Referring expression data
*****
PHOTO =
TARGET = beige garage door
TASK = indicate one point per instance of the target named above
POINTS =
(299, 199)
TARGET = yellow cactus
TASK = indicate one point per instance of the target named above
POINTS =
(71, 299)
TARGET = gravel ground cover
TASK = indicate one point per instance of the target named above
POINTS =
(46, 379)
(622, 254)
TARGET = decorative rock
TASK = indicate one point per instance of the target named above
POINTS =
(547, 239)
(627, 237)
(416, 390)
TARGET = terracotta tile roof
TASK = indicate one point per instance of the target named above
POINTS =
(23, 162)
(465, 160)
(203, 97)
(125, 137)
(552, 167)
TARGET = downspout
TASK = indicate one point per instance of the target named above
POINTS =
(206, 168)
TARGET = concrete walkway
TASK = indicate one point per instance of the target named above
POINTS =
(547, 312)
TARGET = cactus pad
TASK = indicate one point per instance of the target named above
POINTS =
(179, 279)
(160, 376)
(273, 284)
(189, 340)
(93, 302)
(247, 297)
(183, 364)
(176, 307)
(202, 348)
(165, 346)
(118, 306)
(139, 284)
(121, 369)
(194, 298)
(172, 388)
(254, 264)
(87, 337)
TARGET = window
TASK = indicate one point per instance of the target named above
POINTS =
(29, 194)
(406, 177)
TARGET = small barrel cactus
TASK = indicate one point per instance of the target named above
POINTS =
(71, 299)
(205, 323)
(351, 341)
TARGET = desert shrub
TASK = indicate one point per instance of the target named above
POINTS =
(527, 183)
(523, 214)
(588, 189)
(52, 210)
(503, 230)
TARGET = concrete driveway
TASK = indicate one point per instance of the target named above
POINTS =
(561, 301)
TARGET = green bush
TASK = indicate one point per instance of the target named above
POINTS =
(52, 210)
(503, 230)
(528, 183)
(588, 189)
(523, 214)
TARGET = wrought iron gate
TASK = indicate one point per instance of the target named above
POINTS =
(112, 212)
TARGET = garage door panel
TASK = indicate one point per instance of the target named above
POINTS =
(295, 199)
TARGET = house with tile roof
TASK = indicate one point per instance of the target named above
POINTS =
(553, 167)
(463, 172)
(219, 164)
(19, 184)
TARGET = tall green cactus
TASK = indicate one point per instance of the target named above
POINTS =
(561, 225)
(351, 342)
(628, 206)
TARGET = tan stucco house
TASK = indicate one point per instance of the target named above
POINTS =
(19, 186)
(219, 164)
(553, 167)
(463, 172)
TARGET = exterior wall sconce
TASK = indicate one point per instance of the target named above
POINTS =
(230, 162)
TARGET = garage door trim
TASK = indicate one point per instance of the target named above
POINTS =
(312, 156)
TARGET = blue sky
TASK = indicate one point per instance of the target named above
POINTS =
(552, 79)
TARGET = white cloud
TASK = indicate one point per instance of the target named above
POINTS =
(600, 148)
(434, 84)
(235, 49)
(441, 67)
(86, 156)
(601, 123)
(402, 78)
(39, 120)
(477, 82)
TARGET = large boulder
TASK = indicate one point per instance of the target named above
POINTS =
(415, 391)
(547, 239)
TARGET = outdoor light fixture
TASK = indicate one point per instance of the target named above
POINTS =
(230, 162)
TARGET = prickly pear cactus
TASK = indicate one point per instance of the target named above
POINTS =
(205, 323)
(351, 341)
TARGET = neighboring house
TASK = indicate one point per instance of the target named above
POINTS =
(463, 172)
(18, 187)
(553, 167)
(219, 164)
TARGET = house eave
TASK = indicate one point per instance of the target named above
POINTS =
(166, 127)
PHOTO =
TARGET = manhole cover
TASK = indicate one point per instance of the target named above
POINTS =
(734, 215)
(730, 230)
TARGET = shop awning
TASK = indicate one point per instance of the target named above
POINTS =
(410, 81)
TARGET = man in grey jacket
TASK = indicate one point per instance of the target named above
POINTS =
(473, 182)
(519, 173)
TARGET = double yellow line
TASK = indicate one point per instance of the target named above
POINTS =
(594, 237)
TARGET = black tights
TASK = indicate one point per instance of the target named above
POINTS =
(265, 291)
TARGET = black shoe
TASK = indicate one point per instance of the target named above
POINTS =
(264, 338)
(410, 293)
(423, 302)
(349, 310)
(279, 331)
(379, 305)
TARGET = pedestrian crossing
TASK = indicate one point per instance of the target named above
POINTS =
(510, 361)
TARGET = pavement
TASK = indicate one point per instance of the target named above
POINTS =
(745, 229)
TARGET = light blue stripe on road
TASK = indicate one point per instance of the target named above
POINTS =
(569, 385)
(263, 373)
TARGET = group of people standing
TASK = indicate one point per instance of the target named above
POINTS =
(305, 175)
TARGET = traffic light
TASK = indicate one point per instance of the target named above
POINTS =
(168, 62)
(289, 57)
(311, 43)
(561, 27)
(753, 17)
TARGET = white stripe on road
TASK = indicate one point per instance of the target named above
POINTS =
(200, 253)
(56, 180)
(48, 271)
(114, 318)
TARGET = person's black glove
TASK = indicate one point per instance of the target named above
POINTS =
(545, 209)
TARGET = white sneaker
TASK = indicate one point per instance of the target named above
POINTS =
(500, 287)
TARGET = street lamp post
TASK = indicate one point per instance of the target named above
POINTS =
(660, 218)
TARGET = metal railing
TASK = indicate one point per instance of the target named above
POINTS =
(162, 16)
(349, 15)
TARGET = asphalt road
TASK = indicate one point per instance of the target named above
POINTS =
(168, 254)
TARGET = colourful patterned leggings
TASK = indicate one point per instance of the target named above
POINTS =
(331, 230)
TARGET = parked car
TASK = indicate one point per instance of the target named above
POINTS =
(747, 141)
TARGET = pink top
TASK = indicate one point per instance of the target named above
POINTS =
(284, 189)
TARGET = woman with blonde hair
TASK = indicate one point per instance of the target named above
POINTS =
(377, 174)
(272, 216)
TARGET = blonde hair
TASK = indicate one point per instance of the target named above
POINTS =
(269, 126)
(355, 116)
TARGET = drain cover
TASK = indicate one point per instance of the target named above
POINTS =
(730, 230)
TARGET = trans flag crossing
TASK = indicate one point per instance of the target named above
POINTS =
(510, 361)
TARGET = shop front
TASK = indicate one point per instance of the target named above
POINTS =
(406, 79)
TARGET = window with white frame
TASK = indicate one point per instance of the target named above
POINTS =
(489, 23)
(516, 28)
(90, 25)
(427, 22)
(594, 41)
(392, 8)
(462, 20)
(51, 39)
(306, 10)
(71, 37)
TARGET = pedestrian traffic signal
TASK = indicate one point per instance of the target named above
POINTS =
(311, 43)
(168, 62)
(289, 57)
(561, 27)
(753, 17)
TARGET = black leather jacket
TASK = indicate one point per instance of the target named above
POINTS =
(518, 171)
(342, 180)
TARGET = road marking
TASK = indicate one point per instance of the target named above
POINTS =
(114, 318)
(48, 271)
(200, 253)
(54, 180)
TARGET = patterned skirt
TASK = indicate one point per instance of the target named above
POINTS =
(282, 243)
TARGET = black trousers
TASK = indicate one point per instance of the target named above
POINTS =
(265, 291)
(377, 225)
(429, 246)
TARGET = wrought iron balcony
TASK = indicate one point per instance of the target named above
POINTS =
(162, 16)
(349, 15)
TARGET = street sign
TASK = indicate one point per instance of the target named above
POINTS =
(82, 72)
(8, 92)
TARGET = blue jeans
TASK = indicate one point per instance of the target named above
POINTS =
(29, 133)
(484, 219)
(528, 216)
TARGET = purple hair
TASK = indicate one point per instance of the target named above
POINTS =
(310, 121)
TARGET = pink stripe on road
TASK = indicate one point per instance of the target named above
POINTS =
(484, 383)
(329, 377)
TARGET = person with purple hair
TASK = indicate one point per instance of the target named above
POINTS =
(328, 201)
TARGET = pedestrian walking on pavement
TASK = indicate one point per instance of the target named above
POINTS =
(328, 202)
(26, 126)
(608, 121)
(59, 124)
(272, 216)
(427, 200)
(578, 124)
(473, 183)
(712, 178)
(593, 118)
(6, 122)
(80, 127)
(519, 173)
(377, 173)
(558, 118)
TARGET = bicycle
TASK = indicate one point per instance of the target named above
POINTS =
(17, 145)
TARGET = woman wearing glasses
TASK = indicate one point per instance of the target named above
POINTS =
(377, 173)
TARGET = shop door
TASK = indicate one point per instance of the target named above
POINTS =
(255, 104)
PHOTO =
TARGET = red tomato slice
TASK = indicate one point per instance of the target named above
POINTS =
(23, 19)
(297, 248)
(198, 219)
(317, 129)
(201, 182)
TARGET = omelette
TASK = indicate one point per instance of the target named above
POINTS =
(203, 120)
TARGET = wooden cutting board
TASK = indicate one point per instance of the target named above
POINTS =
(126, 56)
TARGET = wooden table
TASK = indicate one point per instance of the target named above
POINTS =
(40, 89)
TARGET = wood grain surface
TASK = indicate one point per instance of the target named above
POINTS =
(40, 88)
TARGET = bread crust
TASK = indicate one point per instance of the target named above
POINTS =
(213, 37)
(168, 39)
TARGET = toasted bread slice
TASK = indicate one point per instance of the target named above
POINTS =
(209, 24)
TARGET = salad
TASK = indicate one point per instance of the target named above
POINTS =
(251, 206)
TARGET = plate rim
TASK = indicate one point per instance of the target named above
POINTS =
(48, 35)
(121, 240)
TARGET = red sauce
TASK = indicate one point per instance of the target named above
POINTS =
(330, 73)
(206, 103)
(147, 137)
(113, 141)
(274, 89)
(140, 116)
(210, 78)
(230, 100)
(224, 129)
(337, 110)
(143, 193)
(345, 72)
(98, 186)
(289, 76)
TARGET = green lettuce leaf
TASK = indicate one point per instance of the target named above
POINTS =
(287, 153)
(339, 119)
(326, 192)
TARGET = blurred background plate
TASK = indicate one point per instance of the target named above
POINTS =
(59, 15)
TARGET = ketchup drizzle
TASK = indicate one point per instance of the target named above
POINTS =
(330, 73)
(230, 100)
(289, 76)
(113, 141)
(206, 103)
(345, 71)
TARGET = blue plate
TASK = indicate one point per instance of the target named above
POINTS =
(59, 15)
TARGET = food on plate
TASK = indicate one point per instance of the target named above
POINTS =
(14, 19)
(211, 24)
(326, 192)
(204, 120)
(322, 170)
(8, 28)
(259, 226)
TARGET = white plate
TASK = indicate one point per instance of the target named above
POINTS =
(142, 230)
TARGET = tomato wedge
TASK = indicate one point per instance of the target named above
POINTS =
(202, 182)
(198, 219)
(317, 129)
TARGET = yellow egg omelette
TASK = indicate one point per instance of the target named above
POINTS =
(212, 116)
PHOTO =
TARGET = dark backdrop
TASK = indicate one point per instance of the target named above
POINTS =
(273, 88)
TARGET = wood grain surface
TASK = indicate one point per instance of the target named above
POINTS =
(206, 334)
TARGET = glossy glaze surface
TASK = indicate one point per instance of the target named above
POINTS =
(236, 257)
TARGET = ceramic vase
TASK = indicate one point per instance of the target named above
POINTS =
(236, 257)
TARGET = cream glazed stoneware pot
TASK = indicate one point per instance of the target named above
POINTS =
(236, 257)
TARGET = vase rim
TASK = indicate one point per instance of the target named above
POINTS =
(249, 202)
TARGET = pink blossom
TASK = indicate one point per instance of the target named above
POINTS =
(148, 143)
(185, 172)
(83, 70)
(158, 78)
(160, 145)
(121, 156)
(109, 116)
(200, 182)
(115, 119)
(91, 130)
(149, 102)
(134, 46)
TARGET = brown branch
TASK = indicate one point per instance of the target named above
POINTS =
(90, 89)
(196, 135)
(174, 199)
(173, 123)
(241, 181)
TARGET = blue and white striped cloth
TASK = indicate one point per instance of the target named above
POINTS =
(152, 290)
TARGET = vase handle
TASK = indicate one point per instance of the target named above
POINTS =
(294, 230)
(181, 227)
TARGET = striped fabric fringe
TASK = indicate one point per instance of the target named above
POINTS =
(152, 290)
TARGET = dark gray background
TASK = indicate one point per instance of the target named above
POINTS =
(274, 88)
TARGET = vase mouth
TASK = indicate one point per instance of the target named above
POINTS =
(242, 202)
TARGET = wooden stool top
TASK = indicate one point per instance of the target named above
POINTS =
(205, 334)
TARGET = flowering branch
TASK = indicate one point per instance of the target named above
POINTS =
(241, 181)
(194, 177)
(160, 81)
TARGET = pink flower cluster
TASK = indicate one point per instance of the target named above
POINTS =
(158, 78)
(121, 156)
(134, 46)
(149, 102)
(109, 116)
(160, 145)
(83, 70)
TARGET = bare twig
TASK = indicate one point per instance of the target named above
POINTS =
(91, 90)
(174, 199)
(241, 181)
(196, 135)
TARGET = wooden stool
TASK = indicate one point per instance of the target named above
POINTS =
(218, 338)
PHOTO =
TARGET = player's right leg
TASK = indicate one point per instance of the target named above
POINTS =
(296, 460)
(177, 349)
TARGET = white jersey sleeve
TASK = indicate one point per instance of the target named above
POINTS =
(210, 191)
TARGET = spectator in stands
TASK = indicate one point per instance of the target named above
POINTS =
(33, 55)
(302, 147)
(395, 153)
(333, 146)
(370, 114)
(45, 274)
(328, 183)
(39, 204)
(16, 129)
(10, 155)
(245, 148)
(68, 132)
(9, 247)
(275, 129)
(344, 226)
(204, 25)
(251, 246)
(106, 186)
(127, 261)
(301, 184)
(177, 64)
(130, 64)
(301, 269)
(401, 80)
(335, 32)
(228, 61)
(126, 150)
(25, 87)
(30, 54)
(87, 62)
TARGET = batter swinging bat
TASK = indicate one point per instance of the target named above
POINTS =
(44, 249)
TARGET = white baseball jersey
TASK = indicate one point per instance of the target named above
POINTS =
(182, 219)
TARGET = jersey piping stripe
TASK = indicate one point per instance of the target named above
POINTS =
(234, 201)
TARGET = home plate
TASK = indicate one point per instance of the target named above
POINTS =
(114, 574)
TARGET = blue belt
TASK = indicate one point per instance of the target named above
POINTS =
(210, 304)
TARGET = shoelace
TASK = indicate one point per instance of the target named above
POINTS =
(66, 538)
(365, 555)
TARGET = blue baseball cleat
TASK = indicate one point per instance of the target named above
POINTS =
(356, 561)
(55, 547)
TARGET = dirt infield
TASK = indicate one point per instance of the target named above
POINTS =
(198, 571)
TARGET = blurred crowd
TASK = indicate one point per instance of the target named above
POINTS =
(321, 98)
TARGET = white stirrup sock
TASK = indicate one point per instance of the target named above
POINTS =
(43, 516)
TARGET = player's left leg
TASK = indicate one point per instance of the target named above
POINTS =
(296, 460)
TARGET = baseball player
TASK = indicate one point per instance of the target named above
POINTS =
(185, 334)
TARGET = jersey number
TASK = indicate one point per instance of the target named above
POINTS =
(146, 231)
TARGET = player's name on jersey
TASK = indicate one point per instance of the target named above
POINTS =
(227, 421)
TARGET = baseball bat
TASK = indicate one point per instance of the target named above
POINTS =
*****
Report how many lines in this data include the string "street", and nothing else.

OUTPUT OF THE TASK: 2